▶ _TRY IT_
Each line of the data below goes into the copy exactly; pictures do not.

(Stored data entries)
************
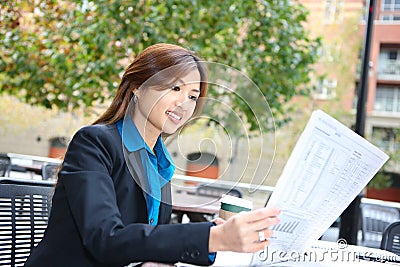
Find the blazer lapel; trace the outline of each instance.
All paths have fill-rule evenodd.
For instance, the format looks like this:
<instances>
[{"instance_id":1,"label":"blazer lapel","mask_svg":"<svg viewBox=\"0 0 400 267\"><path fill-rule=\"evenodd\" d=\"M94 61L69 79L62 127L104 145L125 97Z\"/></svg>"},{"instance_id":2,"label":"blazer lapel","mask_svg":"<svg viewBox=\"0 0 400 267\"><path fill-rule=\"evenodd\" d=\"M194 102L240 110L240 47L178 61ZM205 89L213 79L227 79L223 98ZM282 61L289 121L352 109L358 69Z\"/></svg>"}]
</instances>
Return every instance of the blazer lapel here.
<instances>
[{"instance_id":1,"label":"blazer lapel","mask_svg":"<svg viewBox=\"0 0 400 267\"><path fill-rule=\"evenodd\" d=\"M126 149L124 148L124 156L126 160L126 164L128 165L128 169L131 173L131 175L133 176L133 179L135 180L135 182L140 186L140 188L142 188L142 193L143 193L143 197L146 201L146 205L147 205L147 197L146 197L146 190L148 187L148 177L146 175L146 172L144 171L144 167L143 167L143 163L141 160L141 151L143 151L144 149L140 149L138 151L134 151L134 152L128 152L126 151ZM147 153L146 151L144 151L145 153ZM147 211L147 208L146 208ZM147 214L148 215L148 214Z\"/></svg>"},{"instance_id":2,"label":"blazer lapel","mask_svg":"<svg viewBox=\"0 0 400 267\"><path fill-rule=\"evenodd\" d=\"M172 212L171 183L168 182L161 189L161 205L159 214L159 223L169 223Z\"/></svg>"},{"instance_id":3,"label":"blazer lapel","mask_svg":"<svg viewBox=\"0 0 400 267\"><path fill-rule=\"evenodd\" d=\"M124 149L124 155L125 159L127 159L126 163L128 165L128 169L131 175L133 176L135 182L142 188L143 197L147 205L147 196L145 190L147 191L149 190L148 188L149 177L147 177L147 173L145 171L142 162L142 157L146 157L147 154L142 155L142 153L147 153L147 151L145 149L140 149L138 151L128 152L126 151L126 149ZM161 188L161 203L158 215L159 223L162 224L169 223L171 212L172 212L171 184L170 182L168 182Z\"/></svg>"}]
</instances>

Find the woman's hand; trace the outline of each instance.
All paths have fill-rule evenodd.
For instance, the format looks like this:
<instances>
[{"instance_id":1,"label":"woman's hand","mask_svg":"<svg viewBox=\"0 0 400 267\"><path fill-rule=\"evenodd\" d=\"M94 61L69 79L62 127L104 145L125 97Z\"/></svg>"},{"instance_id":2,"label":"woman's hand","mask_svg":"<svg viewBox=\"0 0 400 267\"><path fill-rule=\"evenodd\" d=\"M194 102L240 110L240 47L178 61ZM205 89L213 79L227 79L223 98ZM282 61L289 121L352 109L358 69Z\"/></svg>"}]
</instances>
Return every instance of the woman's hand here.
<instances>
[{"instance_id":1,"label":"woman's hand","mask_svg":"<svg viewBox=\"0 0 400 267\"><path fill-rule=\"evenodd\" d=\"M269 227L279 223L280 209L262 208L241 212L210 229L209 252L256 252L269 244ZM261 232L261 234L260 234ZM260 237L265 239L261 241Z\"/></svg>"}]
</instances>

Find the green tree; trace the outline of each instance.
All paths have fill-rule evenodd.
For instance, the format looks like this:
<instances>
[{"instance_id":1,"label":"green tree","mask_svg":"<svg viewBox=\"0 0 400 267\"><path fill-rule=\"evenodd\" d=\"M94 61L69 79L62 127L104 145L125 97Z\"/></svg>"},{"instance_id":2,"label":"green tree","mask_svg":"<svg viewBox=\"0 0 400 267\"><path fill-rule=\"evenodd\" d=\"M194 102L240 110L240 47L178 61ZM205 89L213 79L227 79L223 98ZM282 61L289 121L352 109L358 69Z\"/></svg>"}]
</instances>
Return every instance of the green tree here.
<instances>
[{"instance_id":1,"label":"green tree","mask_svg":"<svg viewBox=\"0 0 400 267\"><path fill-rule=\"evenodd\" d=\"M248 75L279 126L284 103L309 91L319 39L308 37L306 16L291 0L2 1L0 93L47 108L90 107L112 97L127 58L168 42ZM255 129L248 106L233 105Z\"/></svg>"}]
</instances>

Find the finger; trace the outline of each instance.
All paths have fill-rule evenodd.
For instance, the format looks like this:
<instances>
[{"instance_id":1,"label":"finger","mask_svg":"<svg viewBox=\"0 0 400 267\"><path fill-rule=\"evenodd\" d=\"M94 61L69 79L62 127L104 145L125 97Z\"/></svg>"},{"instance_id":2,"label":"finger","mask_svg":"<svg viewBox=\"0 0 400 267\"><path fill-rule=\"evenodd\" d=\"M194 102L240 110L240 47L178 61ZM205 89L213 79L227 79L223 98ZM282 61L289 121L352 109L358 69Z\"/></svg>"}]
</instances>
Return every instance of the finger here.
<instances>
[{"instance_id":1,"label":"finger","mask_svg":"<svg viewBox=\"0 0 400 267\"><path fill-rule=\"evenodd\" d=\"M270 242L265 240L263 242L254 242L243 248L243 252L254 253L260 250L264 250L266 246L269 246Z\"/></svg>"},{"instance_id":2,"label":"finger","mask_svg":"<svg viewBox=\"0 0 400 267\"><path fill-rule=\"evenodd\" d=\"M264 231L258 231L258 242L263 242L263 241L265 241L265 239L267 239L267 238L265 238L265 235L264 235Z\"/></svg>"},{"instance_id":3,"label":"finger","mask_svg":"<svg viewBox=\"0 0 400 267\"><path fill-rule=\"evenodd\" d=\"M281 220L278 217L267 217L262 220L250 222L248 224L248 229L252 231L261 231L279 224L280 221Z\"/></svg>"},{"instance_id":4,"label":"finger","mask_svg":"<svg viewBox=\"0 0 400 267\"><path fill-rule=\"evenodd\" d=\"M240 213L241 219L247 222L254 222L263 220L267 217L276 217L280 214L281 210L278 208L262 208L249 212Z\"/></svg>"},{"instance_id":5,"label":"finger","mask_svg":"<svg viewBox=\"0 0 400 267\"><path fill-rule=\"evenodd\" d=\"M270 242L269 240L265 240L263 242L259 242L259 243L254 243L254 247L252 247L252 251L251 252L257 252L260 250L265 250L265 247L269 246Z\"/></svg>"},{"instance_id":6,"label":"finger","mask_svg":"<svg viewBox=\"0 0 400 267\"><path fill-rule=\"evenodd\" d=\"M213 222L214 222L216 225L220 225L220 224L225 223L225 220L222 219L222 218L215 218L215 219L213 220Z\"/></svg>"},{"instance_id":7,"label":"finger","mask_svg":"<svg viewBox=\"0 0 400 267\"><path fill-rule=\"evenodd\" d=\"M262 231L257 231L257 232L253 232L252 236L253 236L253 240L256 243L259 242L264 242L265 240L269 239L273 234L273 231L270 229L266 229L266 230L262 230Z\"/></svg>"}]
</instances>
************
▶ _WRITTEN ANSWER_
Find the blazer lapel; trace the outline of each instance.
All paths have fill-rule evenodd.
For instance, the format looks like this:
<instances>
[{"instance_id":1,"label":"blazer lapel","mask_svg":"<svg viewBox=\"0 0 400 267\"><path fill-rule=\"evenodd\" d=\"M94 61L69 79L62 127L104 145L125 97Z\"/></svg>"},{"instance_id":2,"label":"blazer lapel","mask_svg":"<svg viewBox=\"0 0 400 267\"><path fill-rule=\"evenodd\" d=\"M194 102L240 110L240 47L178 61ZM205 89L213 79L227 79L223 98ZM282 61L289 121L352 109L358 69Z\"/></svg>"}]
</instances>
Return every instance of the blazer lapel here.
<instances>
[{"instance_id":1,"label":"blazer lapel","mask_svg":"<svg viewBox=\"0 0 400 267\"><path fill-rule=\"evenodd\" d=\"M126 149L124 148L124 156L126 160L126 164L128 165L128 169L131 173L131 175L133 176L133 179L135 180L135 182L140 186L140 188L142 188L142 193L143 193L143 197L146 201L146 205L147 205L147 197L146 197L146 190L148 187L148 177L146 175L146 172L144 171L144 167L143 167L143 163L141 160L141 151L143 151L144 149L140 149L138 151L134 151L134 152L128 152L126 151ZM147 153L146 151L144 151L145 153ZM147 211L147 208L146 208ZM147 214L148 215L148 214Z\"/></svg>"},{"instance_id":2,"label":"blazer lapel","mask_svg":"<svg viewBox=\"0 0 400 267\"><path fill-rule=\"evenodd\" d=\"M172 212L171 183L168 182L161 189L161 205L159 214L159 223L169 223Z\"/></svg>"},{"instance_id":3,"label":"blazer lapel","mask_svg":"<svg viewBox=\"0 0 400 267\"><path fill-rule=\"evenodd\" d=\"M124 149L124 155L125 159L127 159L126 163L128 165L128 169L131 175L133 176L135 182L142 188L143 197L147 205L147 196L145 190L147 191L149 190L148 188L149 177L147 177L147 173L145 171L142 162L142 157L146 157L147 154L142 155L142 153L147 153L147 151L145 149L140 149L138 151L128 152L126 151L126 149ZM161 188L161 203L158 215L159 223L162 224L169 223L171 212L172 212L171 184L170 182L168 182Z\"/></svg>"}]
</instances>

Find the woman's hand; trace the outline of each instance.
All paths have fill-rule evenodd.
For instance, the format looks like this:
<instances>
[{"instance_id":1,"label":"woman's hand","mask_svg":"<svg viewBox=\"0 0 400 267\"><path fill-rule=\"evenodd\" d=\"M94 61L69 79L62 127L104 145L125 97Z\"/></svg>"},{"instance_id":2,"label":"woman's hand","mask_svg":"<svg viewBox=\"0 0 400 267\"><path fill-rule=\"evenodd\" d=\"M194 102L240 110L240 47L178 61ZM205 89L213 79L227 79L223 98ZM282 61L289 121L352 109L358 69Z\"/></svg>"}]
</instances>
Return every instance of the woman's hand here.
<instances>
[{"instance_id":1,"label":"woman's hand","mask_svg":"<svg viewBox=\"0 0 400 267\"><path fill-rule=\"evenodd\" d=\"M269 227L279 223L280 209L262 208L241 212L210 229L209 252L256 252L269 244ZM261 232L261 234L260 234ZM260 237L265 239L261 241Z\"/></svg>"}]
</instances>

Find the green tree; trace the outline of each instance.
All paths have fill-rule evenodd.
For instance, the format looks like this:
<instances>
[{"instance_id":1,"label":"green tree","mask_svg":"<svg viewBox=\"0 0 400 267\"><path fill-rule=\"evenodd\" d=\"M94 61L69 79L62 127L104 145L125 97Z\"/></svg>"},{"instance_id":2,"label":"green tree","mask_svg":"<svg viewBox=\"0 0 400 267\"><path fill-rule=\"evenodd\" d=\"M194 102L240 110L240 47L178 61ZM205 89L213 79L227 79L223 98ZM282 61L289 121L352 109L358 69Z\"/></svg>"}]
</instances>
Return every instance of the green tree here.
<instances>
[{"instance_id":1,"label":"green tree","mask_svg":"<svg viewBox=\"0 0 400 267\"><path fill-rule=\"evenodd\" d=\"M248 75L279 126L284 103L309 91L319 39L308 37L306 16L291 0L2 1L0 93L47 108L90 107L112 97L127 58L168 42ZM255 129L248 106L233 105Z\"/></svg>"}]
</instances>

Find the finger; trace the outline of each instance.
All paths have fill-rule evenodd.
For instance, the format looks like this:
<instances>
[{"instance_id":1,"label":"finger","mask_svg":"<svg viewBox=\"0 0 400 267\"><path fill-rule=\"evenodd\" d=\"M94 61L69 79L62 127L104 145L125 97Z\"/></svg>"},{"instance_id":2,"label":"finger","mask_svg":"<svg viewBox=\"0 0 400 267\"><path fill-rule=\"evenodd\" d=\"M194 102L240 110L240 47L178 61ZM205 89L213 79L227 79L223 98ZM282 61L289 121L352 109L358 69Z\"/></svg>"}]
</instances>
Return every instance of the finger here.
<instances>
[{"instance_id":1,"label":"finger","mask_svg":"<svg viewBox=\"0 0 400 267\"><path fill-rule=\"evenodd\" d=\"M270 242L265 240L263 242L254 242L243 248L243 252L254 253L260 250L264 250L266 246L269 246Z\"/></svg>"},{"instance_id":2,"label":"finger","mask_svg":"<svg viewBox=\"0 0 400 267\"><path fill-rule=\"evenodd\" d=\"M264 231L258 231L258 242L263 242L263 241L265 241L265 239L267 239L267 238L265 238L265 235L264 235Z\"/></svg>"},{"instance_id":3,"label":"finger","mask_svg":"<svg viewBox=\"0 0 400 267\"><path fill-rule=\"evenodd\" d=\"M281 220L278 217L267 217L262 220L250 222L248 224L248 229L252 231L261 231L279 224L280 221Z\"/></svg>"},{"instance_id":4,"label":"finger","mask_svg":"<svg viewBox=\"0 0 400 267\"><path fill-rule=\"evenodd\" d=\"M240 213L241 219L247 222L254 222L263 220L267 217L276 217L280 214L281 210L278 208L262 208L249 212Z\"/></svg>"},{"instance_id":5,"label":"finger","mask_svg":"<svg viewBox=\"0 0 400 267\"><path fill-rule=\"evenodd\" d=\"M270 242L269 240L265 240L263 242L259 242L259 243L254 243L254 247L252 247L252 251L251 252L257 252L260 250L265 250L265 247L269 246Z\"/></svg>"},{"instance_id":6,"label":"finger","mask_svg":"<svg viewBox=\"0 0 400 267\"><path fill-rule=\"evenodd\" d=\"M213 222L214 222L216 225L220 225L220 224L225 223L225 220L222 219L222 218L215 218L215 219L213 220Z\"/></svg>"},{"instance_id":7,"label":"finger","mask_svg":"<svg viewBox=\"0 0 400 267\"><path fill-rule=\"evenodd\" d=\"M262 231L257 231L257 232L253 232L252 236L253 236L253 240L256 243L259 242L264 242L265 240L269 239L273 234L273 231L270 229L266 229L266 230L262 230Z\"/></svg>"}]
</instances>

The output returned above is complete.